> [Challenge]: Please locate each line in the rows below that contains the word "painted" and copy those lines out in full. Case counts.
..........
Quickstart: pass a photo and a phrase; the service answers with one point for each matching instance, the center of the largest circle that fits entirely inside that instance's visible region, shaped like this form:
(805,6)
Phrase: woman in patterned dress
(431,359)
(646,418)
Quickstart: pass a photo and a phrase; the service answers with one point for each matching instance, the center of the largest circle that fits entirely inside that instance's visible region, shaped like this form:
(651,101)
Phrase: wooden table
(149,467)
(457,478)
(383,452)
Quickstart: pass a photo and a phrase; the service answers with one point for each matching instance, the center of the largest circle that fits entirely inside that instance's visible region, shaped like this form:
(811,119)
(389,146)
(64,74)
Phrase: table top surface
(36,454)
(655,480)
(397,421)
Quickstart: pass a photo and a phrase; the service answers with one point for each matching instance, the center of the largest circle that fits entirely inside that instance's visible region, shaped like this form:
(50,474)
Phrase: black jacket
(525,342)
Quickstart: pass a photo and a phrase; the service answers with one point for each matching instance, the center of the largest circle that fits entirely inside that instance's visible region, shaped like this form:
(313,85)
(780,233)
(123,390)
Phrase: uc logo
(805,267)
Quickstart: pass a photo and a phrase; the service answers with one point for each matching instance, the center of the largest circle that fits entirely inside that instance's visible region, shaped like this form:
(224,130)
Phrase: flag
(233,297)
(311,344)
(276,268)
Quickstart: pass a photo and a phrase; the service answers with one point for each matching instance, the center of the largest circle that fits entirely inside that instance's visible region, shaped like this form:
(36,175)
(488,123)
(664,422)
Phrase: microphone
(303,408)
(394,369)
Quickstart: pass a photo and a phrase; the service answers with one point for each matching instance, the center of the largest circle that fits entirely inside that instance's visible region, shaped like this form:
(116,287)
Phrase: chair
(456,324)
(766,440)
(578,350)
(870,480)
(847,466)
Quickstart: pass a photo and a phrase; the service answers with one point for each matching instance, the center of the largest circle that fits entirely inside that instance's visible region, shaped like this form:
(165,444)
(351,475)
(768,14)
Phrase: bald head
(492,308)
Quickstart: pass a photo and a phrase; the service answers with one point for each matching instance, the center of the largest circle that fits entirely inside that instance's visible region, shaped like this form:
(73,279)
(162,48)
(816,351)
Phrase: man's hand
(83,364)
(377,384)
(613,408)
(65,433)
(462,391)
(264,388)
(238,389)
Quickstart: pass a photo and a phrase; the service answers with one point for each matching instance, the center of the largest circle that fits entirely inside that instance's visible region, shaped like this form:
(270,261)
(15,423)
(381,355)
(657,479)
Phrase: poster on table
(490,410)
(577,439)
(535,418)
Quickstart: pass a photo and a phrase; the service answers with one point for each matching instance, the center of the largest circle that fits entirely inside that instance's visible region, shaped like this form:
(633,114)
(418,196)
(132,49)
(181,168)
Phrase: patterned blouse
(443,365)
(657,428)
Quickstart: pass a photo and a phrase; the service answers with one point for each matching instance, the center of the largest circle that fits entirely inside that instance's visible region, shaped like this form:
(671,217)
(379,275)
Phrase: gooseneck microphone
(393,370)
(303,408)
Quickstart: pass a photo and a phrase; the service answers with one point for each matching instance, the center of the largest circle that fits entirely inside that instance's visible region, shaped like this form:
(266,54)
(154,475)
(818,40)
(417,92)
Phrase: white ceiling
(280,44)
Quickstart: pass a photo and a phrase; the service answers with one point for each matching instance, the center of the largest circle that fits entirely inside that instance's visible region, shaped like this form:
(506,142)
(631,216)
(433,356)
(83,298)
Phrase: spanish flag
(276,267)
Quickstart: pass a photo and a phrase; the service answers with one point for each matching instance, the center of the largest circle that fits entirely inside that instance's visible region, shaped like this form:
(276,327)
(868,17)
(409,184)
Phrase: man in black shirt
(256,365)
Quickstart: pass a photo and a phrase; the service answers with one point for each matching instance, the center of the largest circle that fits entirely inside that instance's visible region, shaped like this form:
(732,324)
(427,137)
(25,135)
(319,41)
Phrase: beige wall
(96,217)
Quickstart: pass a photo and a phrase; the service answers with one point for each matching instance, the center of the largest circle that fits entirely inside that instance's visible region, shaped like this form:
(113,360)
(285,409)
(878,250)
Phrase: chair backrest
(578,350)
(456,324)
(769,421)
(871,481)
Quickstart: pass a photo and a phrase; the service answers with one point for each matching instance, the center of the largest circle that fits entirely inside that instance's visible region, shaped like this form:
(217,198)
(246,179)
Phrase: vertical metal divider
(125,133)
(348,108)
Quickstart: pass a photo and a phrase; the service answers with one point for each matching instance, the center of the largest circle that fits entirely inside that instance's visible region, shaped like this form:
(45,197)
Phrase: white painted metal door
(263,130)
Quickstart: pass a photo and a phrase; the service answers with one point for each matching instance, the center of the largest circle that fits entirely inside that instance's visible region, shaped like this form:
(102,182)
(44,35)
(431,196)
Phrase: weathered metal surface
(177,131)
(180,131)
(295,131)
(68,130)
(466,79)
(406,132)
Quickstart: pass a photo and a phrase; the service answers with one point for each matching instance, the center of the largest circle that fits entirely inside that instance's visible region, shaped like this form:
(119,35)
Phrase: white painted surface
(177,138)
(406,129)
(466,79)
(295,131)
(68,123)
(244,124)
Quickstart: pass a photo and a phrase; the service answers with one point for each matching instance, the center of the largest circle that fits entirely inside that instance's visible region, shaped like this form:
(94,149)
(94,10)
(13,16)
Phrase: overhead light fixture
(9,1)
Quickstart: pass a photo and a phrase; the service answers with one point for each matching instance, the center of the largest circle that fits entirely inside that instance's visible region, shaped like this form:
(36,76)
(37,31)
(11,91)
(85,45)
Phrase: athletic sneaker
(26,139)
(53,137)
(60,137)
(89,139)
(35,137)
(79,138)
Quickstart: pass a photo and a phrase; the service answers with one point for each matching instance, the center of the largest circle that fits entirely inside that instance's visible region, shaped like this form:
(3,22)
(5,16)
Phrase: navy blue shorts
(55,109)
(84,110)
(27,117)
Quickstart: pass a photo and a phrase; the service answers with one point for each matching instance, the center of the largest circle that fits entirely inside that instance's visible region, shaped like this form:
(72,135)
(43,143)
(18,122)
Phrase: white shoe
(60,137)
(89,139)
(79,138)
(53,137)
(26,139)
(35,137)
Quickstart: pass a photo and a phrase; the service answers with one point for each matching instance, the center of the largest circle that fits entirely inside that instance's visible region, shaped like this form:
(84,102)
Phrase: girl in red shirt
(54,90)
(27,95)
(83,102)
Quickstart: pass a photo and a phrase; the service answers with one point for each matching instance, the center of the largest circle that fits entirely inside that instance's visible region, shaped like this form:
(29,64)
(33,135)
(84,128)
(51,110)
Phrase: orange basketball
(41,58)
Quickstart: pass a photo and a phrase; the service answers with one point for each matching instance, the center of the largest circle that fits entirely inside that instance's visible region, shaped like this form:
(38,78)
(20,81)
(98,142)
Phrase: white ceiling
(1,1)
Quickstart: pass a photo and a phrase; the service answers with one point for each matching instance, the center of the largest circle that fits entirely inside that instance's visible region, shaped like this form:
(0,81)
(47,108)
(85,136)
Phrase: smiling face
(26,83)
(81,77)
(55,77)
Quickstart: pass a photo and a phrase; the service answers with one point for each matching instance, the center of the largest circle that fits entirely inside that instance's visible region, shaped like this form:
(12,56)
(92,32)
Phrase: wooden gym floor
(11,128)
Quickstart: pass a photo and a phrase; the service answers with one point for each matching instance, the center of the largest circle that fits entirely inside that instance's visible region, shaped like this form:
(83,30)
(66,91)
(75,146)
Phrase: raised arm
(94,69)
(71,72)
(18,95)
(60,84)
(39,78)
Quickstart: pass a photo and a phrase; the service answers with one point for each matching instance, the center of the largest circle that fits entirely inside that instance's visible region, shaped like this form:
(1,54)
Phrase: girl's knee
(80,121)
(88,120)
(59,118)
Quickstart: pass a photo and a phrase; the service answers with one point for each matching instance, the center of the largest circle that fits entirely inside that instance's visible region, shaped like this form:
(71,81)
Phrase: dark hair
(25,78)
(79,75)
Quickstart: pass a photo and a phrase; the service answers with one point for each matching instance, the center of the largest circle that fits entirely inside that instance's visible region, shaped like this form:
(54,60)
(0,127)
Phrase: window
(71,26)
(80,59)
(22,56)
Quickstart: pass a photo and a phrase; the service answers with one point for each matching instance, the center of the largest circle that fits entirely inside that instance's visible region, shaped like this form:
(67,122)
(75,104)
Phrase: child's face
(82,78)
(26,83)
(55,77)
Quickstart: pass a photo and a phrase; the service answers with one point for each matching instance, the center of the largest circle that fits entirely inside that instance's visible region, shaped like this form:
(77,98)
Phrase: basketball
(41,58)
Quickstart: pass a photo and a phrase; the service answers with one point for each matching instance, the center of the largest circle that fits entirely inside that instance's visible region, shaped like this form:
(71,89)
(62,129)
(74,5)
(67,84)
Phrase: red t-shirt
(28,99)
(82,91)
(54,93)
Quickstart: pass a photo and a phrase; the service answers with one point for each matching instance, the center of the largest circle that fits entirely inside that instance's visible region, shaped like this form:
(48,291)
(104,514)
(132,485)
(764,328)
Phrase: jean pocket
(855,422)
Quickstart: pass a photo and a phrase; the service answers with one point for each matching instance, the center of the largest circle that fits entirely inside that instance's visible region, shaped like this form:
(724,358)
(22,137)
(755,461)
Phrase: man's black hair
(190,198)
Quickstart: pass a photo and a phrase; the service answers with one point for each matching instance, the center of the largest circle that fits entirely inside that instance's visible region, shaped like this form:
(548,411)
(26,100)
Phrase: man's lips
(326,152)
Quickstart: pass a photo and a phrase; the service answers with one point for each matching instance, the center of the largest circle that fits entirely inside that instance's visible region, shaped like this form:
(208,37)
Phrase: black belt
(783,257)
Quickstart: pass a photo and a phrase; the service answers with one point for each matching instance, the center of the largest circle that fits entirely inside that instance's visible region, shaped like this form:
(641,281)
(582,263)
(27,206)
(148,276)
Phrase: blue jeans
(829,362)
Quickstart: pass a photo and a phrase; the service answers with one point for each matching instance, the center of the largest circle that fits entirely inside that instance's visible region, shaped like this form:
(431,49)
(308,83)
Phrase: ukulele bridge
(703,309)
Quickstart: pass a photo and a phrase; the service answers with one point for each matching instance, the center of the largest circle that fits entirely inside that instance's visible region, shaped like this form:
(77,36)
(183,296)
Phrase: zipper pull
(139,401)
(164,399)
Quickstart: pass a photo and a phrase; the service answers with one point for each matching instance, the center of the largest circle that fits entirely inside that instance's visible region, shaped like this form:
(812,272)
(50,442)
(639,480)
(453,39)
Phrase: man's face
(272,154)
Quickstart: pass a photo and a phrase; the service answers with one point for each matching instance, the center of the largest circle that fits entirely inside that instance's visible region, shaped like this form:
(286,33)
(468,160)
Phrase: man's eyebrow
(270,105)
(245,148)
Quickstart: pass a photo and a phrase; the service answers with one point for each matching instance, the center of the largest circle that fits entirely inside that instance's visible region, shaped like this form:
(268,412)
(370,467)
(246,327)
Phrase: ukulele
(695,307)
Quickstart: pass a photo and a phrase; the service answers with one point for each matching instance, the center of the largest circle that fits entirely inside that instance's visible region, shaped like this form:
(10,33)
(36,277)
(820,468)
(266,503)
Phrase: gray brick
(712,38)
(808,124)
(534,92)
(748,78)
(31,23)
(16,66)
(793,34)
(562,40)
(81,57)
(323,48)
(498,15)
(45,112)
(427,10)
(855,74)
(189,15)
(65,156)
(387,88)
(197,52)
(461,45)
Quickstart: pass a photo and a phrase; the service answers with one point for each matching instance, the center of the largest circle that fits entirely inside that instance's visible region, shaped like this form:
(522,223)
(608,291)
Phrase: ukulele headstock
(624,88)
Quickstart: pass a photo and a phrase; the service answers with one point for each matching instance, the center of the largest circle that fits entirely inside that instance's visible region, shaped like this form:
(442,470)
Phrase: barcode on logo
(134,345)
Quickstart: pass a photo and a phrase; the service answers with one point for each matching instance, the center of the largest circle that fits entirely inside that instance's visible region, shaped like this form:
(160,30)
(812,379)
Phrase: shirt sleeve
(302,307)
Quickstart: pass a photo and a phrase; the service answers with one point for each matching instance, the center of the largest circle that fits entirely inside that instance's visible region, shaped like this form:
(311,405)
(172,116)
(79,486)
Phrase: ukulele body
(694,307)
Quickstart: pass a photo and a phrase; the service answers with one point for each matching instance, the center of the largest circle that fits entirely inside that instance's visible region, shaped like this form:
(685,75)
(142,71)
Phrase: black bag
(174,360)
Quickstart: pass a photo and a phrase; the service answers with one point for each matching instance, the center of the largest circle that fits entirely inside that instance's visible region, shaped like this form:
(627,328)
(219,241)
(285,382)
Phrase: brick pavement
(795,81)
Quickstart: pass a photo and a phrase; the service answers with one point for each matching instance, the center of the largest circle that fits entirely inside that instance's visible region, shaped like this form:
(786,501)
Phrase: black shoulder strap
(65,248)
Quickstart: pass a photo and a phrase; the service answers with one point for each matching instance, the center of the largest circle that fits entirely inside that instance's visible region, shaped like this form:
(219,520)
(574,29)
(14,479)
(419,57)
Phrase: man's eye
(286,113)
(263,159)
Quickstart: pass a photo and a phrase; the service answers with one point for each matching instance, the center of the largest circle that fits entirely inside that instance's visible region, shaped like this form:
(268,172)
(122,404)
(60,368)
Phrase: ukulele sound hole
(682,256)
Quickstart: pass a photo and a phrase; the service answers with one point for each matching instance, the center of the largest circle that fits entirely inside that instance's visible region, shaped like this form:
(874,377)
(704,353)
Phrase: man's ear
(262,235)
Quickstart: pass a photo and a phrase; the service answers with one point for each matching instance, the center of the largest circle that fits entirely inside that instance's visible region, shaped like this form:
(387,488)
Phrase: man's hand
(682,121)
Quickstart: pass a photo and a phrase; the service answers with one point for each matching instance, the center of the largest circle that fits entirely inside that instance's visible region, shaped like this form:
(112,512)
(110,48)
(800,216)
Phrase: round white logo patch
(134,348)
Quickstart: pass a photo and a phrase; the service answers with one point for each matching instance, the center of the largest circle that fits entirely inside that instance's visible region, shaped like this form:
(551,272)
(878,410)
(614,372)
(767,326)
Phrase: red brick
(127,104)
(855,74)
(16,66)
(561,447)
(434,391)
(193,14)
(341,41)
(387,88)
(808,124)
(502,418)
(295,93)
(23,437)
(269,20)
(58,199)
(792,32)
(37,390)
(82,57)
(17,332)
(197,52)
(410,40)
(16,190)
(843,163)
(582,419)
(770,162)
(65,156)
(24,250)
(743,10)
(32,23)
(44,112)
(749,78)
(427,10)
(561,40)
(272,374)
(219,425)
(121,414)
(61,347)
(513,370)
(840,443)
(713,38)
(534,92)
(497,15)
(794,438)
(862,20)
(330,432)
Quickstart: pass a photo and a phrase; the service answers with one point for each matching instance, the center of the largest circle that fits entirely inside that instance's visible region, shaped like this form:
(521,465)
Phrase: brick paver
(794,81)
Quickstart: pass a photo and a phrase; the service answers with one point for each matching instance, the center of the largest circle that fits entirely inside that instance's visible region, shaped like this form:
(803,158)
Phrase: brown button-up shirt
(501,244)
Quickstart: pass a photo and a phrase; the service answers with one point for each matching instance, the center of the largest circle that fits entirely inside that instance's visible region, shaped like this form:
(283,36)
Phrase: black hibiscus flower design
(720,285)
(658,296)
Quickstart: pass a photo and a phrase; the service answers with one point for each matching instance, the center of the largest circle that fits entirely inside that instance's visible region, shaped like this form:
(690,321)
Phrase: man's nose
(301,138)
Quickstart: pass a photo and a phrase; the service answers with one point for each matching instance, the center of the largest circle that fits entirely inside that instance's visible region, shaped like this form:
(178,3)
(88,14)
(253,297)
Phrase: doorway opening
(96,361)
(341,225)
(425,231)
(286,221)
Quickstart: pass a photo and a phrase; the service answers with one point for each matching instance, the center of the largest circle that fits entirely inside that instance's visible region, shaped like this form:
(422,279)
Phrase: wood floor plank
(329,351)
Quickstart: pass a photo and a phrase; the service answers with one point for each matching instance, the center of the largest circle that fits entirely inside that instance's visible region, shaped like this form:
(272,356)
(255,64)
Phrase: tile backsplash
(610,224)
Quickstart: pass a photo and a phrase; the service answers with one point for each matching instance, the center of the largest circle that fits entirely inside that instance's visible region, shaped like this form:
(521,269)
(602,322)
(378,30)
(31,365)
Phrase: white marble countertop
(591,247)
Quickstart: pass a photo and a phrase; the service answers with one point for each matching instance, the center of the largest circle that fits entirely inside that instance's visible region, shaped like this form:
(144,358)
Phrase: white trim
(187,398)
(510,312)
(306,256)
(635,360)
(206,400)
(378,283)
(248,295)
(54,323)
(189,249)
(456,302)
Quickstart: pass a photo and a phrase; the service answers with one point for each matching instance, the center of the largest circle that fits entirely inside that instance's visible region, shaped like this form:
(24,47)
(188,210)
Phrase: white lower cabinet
..........
> [The completed task]:
Phrase: white painted metal door
Phrase: white painted surface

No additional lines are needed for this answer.